### [PROBLEM STATEMENT]
Copy out exactly the lines from the one containing "For every instance of the mercedes" to the end of the records below, both included, and nothing else.

— begin MATERIAL SUPPLIED —

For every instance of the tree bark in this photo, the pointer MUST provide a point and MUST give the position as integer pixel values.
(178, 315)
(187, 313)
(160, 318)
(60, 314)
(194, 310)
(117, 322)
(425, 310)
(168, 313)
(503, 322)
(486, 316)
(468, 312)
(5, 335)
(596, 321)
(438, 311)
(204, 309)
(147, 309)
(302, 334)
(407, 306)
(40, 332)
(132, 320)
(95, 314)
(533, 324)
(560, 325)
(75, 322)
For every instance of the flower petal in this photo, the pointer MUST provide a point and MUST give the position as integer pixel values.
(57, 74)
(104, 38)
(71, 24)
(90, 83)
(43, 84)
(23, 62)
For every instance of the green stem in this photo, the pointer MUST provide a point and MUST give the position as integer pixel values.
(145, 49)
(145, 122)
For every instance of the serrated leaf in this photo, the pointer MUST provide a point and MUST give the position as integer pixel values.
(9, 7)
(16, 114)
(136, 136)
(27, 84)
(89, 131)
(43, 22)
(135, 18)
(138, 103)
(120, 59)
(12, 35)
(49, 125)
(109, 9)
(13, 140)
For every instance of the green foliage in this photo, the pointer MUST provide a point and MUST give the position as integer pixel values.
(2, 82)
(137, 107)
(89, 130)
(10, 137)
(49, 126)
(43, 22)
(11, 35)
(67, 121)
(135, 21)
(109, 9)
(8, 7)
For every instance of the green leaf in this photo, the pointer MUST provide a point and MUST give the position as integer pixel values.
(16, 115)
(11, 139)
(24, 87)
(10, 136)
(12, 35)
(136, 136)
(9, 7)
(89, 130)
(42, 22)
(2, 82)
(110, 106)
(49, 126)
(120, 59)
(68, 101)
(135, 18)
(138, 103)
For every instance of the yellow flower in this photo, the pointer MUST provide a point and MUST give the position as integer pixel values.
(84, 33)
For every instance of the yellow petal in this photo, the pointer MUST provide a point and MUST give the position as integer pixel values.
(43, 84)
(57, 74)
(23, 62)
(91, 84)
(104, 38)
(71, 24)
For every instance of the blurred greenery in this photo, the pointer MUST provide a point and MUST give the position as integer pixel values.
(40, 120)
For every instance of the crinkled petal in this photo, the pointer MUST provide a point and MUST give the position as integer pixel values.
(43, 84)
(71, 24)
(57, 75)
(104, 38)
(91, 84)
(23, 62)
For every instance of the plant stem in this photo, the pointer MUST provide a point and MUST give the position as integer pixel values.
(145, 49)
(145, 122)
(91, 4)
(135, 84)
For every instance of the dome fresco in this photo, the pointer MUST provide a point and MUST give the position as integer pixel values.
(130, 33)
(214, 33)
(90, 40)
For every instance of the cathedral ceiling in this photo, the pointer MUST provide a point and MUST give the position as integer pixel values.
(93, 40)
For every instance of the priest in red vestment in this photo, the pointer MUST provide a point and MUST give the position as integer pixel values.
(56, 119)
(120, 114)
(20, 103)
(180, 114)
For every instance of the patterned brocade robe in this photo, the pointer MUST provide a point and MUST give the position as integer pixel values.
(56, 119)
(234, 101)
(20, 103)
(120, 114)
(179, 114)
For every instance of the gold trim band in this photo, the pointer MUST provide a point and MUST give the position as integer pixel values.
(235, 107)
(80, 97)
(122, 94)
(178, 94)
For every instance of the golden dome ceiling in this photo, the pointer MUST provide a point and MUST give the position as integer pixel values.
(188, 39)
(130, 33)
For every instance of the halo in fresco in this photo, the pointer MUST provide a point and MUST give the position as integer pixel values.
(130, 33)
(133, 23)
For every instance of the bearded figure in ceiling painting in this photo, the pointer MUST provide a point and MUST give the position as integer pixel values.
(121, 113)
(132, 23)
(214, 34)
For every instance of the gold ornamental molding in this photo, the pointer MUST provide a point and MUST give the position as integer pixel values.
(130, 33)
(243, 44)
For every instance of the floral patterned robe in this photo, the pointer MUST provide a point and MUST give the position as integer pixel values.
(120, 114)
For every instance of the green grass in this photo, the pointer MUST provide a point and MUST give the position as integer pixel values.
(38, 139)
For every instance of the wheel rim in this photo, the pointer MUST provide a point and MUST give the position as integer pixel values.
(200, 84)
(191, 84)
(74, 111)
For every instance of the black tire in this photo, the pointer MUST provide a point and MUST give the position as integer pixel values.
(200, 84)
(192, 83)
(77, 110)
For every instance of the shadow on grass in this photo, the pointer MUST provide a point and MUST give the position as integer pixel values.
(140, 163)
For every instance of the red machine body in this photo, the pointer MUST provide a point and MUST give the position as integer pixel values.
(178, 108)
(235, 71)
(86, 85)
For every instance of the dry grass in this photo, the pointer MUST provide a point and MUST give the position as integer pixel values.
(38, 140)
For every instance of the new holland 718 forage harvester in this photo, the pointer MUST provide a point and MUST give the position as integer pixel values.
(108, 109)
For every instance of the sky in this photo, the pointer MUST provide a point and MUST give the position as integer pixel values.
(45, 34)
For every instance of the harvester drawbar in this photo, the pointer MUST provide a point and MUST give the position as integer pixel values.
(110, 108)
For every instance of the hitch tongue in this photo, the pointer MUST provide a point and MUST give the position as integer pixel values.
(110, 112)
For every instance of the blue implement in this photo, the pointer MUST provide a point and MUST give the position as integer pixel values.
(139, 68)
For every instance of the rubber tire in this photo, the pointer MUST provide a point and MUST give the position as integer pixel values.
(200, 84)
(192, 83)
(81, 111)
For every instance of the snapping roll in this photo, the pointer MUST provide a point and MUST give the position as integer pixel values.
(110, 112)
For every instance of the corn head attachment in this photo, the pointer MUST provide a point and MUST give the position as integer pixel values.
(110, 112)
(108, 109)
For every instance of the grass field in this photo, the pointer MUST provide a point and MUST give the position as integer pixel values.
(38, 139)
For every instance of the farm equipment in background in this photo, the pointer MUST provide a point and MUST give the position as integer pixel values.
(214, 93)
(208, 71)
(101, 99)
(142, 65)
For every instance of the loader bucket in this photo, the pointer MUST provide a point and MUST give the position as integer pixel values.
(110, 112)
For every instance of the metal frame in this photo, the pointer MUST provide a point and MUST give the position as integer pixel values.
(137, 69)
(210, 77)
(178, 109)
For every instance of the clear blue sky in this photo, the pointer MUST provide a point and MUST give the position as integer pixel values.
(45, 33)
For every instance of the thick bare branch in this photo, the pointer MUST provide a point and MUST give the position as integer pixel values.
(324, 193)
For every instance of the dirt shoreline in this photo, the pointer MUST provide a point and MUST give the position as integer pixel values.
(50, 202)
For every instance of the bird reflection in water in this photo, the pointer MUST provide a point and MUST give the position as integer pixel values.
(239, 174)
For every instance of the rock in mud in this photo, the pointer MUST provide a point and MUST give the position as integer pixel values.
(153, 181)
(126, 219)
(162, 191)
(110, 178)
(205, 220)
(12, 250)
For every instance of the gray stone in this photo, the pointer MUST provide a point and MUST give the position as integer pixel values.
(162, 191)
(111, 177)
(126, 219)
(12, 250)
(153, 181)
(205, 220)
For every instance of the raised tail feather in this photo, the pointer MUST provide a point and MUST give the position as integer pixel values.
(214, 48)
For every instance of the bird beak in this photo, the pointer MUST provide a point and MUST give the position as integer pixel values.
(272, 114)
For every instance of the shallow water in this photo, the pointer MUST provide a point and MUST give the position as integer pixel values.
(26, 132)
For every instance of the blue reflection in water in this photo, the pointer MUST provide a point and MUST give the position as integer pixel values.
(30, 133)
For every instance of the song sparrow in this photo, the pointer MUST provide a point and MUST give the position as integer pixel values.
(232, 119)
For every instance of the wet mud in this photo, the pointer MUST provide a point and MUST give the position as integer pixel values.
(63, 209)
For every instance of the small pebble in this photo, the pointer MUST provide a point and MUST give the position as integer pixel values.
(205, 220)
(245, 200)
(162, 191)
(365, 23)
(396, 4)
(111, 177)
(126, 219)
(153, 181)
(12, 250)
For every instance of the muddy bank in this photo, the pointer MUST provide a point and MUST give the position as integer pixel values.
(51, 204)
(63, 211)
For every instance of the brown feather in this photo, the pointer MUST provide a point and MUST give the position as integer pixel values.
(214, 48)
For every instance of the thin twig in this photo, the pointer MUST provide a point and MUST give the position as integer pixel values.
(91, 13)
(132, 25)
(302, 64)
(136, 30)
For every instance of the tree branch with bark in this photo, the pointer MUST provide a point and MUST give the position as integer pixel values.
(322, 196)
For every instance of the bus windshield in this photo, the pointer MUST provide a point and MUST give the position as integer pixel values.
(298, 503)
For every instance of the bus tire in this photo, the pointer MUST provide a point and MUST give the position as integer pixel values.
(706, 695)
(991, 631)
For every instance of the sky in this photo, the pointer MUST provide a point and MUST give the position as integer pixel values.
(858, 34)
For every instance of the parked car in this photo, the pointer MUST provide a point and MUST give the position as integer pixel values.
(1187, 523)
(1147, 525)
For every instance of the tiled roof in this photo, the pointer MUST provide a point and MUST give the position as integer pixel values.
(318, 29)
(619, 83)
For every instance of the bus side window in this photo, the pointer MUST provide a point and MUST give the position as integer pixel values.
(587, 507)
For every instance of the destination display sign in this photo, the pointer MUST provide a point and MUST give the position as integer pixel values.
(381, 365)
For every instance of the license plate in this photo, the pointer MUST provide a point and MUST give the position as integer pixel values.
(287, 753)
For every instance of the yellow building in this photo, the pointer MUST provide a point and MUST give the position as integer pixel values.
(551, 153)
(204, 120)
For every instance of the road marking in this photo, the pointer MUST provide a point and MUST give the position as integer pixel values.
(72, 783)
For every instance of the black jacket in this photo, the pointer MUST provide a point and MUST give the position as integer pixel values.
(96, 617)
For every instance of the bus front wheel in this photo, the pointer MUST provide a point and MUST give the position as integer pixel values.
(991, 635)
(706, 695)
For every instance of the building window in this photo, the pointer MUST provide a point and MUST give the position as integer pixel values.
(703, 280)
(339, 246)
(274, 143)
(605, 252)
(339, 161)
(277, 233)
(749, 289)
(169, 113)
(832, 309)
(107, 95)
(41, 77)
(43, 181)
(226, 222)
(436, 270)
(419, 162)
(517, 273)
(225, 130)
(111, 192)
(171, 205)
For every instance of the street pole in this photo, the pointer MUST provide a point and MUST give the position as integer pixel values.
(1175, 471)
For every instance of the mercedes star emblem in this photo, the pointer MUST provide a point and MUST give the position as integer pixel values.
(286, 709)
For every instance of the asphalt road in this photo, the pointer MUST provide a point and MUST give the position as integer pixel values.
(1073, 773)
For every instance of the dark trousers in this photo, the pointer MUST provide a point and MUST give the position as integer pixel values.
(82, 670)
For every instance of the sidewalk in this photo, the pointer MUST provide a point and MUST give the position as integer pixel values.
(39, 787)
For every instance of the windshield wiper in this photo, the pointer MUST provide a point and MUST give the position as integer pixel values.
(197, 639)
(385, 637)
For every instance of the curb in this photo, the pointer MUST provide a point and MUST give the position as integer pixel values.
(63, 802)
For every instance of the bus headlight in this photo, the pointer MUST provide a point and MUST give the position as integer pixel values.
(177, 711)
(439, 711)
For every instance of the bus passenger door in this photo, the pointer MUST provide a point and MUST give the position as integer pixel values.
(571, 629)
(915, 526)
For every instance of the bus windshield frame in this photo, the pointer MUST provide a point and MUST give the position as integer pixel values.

— end MATERIAL SUPPLIED —

### [REPLY]
For every instance of the mercedes star emblem in this photo, the pointer MUST provide a point and MUST give the position as integer pixel values.
(286, 709)
For every instance of the asphalt road in this photo, the pointer MUST provide a point and MUST give the position as integer pixel values.
(1073, 773)
For every instance of the dark trousers in this photo, the pointer MUST provide a point and MUST give the position as integer pixel values.
(82, 670)
For every instance of the sidewalk in this photo, the pointer MUST provide a point and MUST give the position as integer pixel values.
(39, 787)
For every instance of the windshield wiper in this photo, the pointer MUST provide a point and MUST give the position as integer pixel values.
(197, 639)
(385, 637)
For every instance of the curb in this photo, the pointer MUST provide a point and MUST give the position as integer pixel values.
(63, 802)
For every instance of the bus headlight in this photo, the pointer MUST provide a point and MUST give the position as integer pixel values.
(177, 711)
(439, 711)
For every instance of the bus passenger door in this photo, the pointer MUST provide a point and MUST give the position as integer pixel values.
(571, 629)
(915, 526)
For every instance of the bus windshield frame in this photo, the pointer MUST provide a point and MUST give the position as integer pixel values.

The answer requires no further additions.